▶ _Exercise_: Every picture is to be removed, and all the data is to be copied exactly.
◆ ◆ ◆ ◆ ◆ ◆ ◆
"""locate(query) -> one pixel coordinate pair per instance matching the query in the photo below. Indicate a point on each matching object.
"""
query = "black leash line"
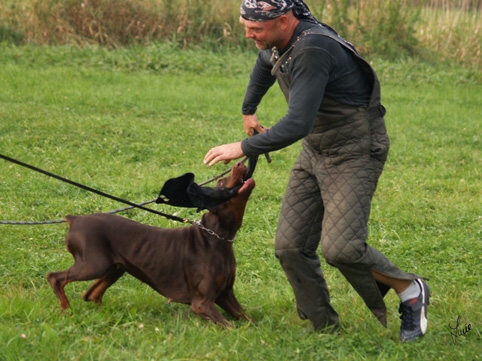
(134, 205)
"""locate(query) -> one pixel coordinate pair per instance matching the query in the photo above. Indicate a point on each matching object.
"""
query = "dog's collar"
(211, 232)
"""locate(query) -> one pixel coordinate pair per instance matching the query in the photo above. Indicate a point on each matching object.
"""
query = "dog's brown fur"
(187, 265)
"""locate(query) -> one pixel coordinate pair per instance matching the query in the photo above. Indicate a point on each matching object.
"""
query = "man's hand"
(225, 152)
(251, 123)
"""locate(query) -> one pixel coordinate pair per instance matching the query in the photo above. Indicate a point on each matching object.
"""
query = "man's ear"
(283, 21)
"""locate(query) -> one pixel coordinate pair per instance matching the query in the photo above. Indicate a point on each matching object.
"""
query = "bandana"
(255, 10)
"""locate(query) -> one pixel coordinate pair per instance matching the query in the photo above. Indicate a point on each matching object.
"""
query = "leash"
(106, 195)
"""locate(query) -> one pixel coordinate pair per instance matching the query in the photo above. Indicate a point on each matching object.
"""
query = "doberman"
(193, 265)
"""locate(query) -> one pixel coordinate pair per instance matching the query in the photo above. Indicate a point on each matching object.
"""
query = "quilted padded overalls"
(328, 199)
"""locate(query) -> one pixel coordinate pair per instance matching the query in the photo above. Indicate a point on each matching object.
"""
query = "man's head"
(272, 22)
(260, 11)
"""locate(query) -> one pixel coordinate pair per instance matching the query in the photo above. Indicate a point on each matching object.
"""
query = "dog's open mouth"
(247, 185)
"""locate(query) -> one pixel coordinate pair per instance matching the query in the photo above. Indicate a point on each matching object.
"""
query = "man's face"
(265, 34)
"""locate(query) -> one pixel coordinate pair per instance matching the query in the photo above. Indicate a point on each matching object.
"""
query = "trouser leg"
(297, 240)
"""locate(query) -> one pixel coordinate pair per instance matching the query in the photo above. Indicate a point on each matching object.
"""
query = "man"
(334, 105)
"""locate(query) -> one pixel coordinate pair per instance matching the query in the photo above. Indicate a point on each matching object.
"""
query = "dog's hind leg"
(58, 280)
(80, 271)
(97, 290)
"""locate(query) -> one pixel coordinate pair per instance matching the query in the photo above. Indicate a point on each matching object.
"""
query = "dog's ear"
(183, 192)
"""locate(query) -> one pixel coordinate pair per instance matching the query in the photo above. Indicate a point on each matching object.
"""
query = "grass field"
(125, 121)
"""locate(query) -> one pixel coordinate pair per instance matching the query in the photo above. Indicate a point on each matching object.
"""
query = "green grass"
(125, 121)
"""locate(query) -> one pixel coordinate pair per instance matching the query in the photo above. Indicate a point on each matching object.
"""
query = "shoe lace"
(406, 315)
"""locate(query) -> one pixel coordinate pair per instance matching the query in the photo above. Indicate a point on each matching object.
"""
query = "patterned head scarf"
(264, 10)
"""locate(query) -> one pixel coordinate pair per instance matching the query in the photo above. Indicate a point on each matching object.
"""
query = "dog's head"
(227, 218)
(184, 192)
(237, 177)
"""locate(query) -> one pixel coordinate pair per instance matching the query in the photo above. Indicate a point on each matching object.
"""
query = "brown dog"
(193, 265)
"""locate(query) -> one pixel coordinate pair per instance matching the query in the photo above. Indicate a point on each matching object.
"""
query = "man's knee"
(346, 252)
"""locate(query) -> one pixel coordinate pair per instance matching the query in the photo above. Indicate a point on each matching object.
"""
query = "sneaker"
(414, 314)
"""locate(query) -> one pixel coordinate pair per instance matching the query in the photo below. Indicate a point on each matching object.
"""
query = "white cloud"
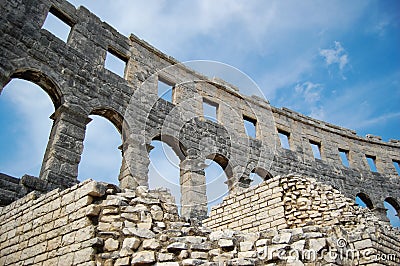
(337, 55)
(29, 109)
(310, 92)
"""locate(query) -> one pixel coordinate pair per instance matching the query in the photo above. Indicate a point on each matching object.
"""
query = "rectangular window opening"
(371, 162)
(284, 139)
(250, 126)
(115, 62)
(210, 110)
(58, 24)
(344, 156)
(397, 166)
(316, 148)
(165, 90)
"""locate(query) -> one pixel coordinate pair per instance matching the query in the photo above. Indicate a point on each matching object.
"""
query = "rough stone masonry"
(310, 209)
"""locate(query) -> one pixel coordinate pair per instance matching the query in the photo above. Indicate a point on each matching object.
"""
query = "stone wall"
(99, 224)
(74, 75)
(284, 202)
(50, 229)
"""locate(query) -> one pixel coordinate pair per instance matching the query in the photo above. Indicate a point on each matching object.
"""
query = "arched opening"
(25, 107)
(165, 155)
(392, 211)
(259, 175)
(101, 158)
(364, 201)
(218, 176)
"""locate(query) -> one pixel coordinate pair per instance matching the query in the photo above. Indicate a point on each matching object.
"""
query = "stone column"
(135, 164)
(64, 149)
(193, 189)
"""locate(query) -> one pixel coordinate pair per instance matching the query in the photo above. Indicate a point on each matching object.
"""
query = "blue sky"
◆ ◆ ◆ ◆ ◆ ◆ ◆
▶ _Task result_:
"""locate(query) -> one pixel coordinate pair per instance matching the query in the photo below. Indicate a point on each matching object.
"""
query = "black leash line"
(134, 205)
"""locate(query) -> one pixel coordinate pair per instance matching the query in the photo above. Indicate a point on each matching object.
"""
query = "dog's collar"
(211, 232)
"""locate(query) -> one pixel coordinate pair per instance matching the query in the photo above. Indicate a point on each matching object.
"""
query = "dog's brown fur"
(187, 265)
"""locate(query) -> one pixel coordinate pair per instance matching the query in the photo above. Indicate a point on each matching object.
"""
query = "man's hand"
(225, 152)
(251, 123)
"""locate(query) -> one pixel coordinate pair per instance matching the query in the photo above. Indicate a point on each matching object.
"""
query = "man's ear"
(283, 21)
"""locate(query) -> one pixel coordinate pair per instance matching the query in the photo above. Indicate a point on each matching object.
"""
query = "bandana"
(255, 10)
"""locate(query) -> one pixel coordinate pair per instance matching the query in the photo above. Indicate a point on each matching object.
"""
query = "leash"
(106, 195)
"""locate(query) -> one pixel coordinate pair per instance matching the query in the photo above. Indicate a point on each matching object.
"""
query = "doberman"
(193, 265)
"""locate(query) -> one pixel coordinate pair per instance matching the query in the photo above. Indicate a point on each matching object.
"""
query = "quilted padded overalls"
(328, 199)
"""locate(query) -> one pixel coordinate pair per instance matching the query in the photo above. Indicate a point on each matching object.
"""
query = "man's head"
(272, 22)
(260, 11)
"""locate(query) -> one pixel coordinate pair per instance matching the query in the photo above. Indicate a point on each matching object.
"""
query = "dog's open mouth"
(247, 185)
"""locate(query) -> one pixel coordinate pair per instance matching the query in the photo above. Indicate a point on each matching object.
"""
query = "man's face"
(265, 34)
"""locate(query) -> one pixel coordinate pair per instance matching the query in the photo above. Indicate a point on each matching object.
"""
query = "trouser leg"
(297, 240)
"""locate(query) -> one pixel coordinate pair per instance matching the query in the photo above. Indicate a point on each matching object.
"""
query = "man"
(334, 105)
"""locate(query) -> one pixel coordinate pair per instance matching the query in the photo above. Indicate a point on each matching object.
"""
query = "dog's hind leg"
(58, 280)
(80, 271)
(97, 290)
"""locate(query) -> one pixel coordinate pair per instance matching the query in the photo above. Indicate a point on each matching object.
"""
query = "dog's ear"
(183, 192)
"""locate(query) -> one pixel coordinate pair per instance matching the query in the photo above. Indicate a point on each matching object.
"""
query = "grass field"
(125, 121)
"""locate(query) -> one pixel coordinate pair per instance matching the query in the photo above. Indicate a point on each matching object.
"""
query = "green grass"
(125, 121)
"""locate(query) -> one pixel coordinate pair per instance matching the query in the photo above. Indicate a point on each matching object.
"""
query = "shoe lace"
(406, 315)
"""locate(query) -> one pixel coordinate pair per instance matching the query in the photo above. Indicate a point on each matching object.
"""
query = "patterned head scarf"
(264, 10)
"""locate(query) -> one pixel coordinate pair per instance matching the query in the photo above. Indicate a point on each matching object.
"""
query = "dog's head"
(227, 218)
(184, 192)
(237, 177)
"""locate(query) -> one pixel coordinate pair per instance matching the query in the photo above. Indicate a point on each matching object.
"""
query = "brown dog"
(193, 265)
"""locate(query) -> one pixel coordinate pair per instance matching the query in the photo above. Indicate a point on each matching object.
"""
query = "man's knee"
(346, 252)
"""locate(query) -> one pixel coordinate pair per instance matching the query in the photo above. Indicate a point on each matching object.
"""
query = "sneaker"
(414, 314)
"""locate(query) -> one pixel coordinate pair per instance matching the query in the photo below. Indicate a point on each matching object.
"""
query = "white cloud"
(337, 55)
(29, 109)
(310, 92)
"""locate(query) -> one pixel coordinate pair per instance matching the query in the photo above. Indicate a point on each matching object.
"""
query = "rectangular window opening"
(371, 162)
(284, 139)
(250, 126)
(115, 62)
(210, 110)
(58, 24)
(344, 156)
(397, 166)
(316, 148)
(165, 90)
"""locate(query) -> one pixel coordinate pair per instance matching the query in the photo above. Indicate a point on each matching object.
"""
query = "rough stone masonry"
(310, 209)
"""locate(query) -> one pixel coordinate pair per instance matching the query in the photo above. Indicate a point on each matching object.
"""
query = "stone wall"
(99, 224)
(74, 75)
(284, 202)
(50, 229)
"""locate(query) -> one pixel coordinate pair per instance matching the query in the photo above. Indicate a point on each matching object.
"""
query = "arched opening"
(25, 107)
(165, 155)
(392, 211)
(259, 175)
(101, 158)
(364, 201)
(218, 176)
"""locate(query) -> one pixel coordinate pair per instance matching the query in the photo above. Indicate a point on each matching object.
"""
query = "stone column"
(135, 164)
(64, 149)
(193, 189)
"""locate(query) -> one pixel coordinate pair per instance matching the query in the photo above. Indicate a point on each matching object.
"""
query = "blue sky"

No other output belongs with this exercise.